-------- Data provided --------
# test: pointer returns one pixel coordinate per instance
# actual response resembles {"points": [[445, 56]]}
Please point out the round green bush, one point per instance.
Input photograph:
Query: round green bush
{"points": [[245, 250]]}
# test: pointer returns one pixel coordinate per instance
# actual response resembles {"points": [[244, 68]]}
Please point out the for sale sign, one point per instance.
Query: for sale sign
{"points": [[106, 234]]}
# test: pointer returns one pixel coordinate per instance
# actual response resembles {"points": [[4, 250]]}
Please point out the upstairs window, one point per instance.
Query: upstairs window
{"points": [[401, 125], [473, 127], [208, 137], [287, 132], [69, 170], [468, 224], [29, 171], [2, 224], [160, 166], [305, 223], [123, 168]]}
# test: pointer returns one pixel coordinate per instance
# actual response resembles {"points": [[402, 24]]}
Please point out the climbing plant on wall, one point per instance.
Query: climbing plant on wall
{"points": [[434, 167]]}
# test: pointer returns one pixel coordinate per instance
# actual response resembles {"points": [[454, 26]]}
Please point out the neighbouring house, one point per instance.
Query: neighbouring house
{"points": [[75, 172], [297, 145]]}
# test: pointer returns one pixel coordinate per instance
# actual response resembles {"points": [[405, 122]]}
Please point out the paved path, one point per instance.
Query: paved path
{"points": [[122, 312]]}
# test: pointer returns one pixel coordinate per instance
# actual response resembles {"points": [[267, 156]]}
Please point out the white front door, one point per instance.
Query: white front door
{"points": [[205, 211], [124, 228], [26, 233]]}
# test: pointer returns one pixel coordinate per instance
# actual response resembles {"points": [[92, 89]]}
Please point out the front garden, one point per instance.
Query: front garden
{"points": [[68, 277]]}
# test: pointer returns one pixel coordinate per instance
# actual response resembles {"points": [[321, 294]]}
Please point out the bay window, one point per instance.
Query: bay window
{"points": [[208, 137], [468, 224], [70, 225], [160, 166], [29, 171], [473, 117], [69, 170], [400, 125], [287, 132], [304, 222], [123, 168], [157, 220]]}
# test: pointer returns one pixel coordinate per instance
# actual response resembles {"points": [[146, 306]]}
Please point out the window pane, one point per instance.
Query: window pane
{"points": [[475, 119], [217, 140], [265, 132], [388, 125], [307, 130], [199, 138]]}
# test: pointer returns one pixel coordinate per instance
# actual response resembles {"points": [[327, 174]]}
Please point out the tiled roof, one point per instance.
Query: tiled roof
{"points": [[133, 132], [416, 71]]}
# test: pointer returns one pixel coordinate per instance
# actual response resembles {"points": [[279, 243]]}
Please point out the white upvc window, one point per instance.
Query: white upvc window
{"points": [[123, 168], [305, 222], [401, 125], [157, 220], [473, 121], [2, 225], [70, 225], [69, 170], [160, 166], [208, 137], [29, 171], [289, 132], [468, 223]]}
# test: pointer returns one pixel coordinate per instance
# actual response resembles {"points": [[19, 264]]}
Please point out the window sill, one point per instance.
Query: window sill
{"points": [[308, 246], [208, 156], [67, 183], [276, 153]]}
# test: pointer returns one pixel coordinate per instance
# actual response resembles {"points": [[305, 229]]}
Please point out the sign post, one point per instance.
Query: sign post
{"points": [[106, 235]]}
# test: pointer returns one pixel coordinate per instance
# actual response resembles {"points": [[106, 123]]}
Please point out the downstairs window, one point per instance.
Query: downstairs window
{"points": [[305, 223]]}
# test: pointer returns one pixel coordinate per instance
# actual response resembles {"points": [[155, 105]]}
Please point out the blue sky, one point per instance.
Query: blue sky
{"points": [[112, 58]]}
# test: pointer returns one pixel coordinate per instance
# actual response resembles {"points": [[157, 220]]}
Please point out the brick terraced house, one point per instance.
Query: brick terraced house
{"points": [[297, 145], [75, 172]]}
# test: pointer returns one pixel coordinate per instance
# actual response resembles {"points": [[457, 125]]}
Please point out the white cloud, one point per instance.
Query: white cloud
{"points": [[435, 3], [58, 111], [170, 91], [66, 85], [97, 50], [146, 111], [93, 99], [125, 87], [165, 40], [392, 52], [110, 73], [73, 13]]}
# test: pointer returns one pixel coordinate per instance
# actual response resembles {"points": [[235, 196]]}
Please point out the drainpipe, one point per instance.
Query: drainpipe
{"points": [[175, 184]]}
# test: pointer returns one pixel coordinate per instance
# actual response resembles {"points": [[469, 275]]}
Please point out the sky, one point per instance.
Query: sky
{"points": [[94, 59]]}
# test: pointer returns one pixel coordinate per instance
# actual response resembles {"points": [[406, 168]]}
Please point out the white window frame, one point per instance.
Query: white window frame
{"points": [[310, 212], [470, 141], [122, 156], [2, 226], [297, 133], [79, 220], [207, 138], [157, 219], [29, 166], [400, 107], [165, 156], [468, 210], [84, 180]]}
--------
## Stated problem
Repeat the data precisely, line by line.

## Solution for this exercise
# test: pointer returns one pixel coordinate per instance
# actual response resembles {"points": [[445, 56]]}
Please point out the round green bush, one point per instance.
Input photograph:
Query: round green bush
{"points": [[245, 250]]}
# test: pointer returns one pixel coordinate per instance
# actual response resembles {"points": [[244, 68]]}
Please point out the for sale sign, one point per instance.
Query: for sale sign
{"points": [[106, 234]]}
# test: pointer returns one pixel coordinate per instance
# actual response resembles {"points": [[4, 250]]}
Please point out the upstairs window, one point per instance.
Query: upstairs window
{"points": [[401, 125], [473, 127], [208, 137], [287, 132], [69, 170], [468, 224], [29, 171], [2, 224], [160, 166], [305, 223], [123, 168]]}
# test: pointer returns one pixel coordinate per instance
# actual response resembles {"points": [[402, 24]]}
Please point out the climbing plant on wall, one point per instance.
Query: climbing plant on wall
{"points": [[434, 167]]}
# test: pointer returns one pixel coordinate per instance
# actual response resembles {"points": [[454, 26]]}
Please point out the neighbouring house, one point per instance.
Query: neighbouring house
{"points": [[75, 172], [297, 145]]}
# test: pointer returns one pixel coordinate per instance
# actual response resembles {"points": [[405, 122]]}
Please point out the paved path, one point per instance.
Query: paved path
{"points": [[122, 312]]}
# test: pointer returns one pixel coordinate per instance
# actual response resembles {"points": [[267, 156]]}
Please point out the white front door, one point per instance.
Query: white front door
{"points": [[205, 211], [124, 228], [26, 233]]}
# test: pointer returns one pixel coordinate per instance
# actual response resembles {"points": [[92, 89]]}
Please point out the front garden, one point per instance.
Query: front garden
{"points": [[68, 277]]}
# test: pointer returns one pixel coordinate per instance
# actual response resembles {"points": [[321, 294]]}
Please point out the bay window, one point per instance.
Query: bay window
{"points": [[208, 137], [468, 224], [70, 225], [160, 166], [29, 171], [473, 117], [69, 170], [400, 125], [287, 132], [304, 222], [123, 168], [157, 220]]}
# test: pointer returns one pixel coordinate per instance
# actual response resembles {"points": [[146, 306]]}
Please point out the window pane, one point per instance.
Query: window pane
{"points": [[475, 119], [217, 140], [265, 132], [388, 125], [307, 130], [199, 138]]}
# test: pointer returns one pixel coordinate per instance
# actual response resembles {"points": [[327, 174]]}
Please point out the tiled roof, one point per instance.
Query: tiled roof
{"points": [[133, 132], [416, 71]]}
# test: pointer returns one pixel coordinate per instance
# actual response resembles {"points": [[279, 243]]}
Please point out the white upvc window, one point per instance.
Query: white upvc window
{"points": [[123, 168], [305, 222], [401, 125], [157, 220], [473, 121], [2, 225], [70, 225], [69, 170], [160, 166], [208, 137], [29, 171], [289, 132], [468, 223]]}
# test: pointer returns one pixel coordinate per instance
# actual response resembles {"points": [[19, 264]]}
Please point out the window sill, one point per instance.
Query: window sill
{"points": [[308, 246], [208, 156], [67, 183], [276, 153]]}
# test: pointer returns one pixel coordinate per instance
# actual response resembles {"points": [[305, 229]]}
Please point out the sign post, one point per instance.
Query: sign post
{"points": [[106, 235]]}
# test: pointer returns one pixel coordinate per instance
# actual response resembles {"points": [[106, 123]]}
Please point out the downstairs window, one point per instance.
Query: downstairs window
{"points": [[305, 223]]}
# test: pointer returns one pixel coordinate per instance
# actual response resembles {"points": [[155, 105]]}
Please point out the blue sky, one point per instance.
Query: blue sky
{"points": [[112, 58]]}
# test: pointer returns one pixel coordinate per instance
# actual response resembles {"points": [[157, 220]]}
Please point out the brick terraced house, one point per instance.
Query: brick terraced house
{"points": [[297, 145], [75, 172]]}
# test: pointer returns one pixel coordinate per instance
# actual response resembles {"points": [[457, 125]]}
Please point out the white cloud, one point per instance.
Query: white cloud
{"points": [[435, 3], [58, 111], [170, 91], [66, 85], [97, 50], [146, 111], [93, 99], [125, 87], [165, 40], [392, 52], [110, 73], [73, 13]]}
# test: pointer returns one pixel coordinate per instance
# actual response resembles {"points": [[235, 196]]}
Please point out the drainpipe, one point per instance.
Query: drainpipe
{"points": [[175, 184]]}
# test: pointer returns one pixel coordinate per instance
# actual response resembles {"points": [[469, 275]]}
Please point out the sky, one point per instance.
Query: sky
{"points": [[94, 59]]}
# test: pointer returns one pixel coordinate per instance
# actual response resembles {"points": [[406, 168]]}
Please point out the white window frame, one point per instance.
Query: white window frame
{"points": [[310, 212], [470, 141], [122, 156], [2, 226], [297, 133], [79, 220], [207, 138], [157, 219], [29, 166], [400, 107], [165, 156], [468, 210], [84, 180]]}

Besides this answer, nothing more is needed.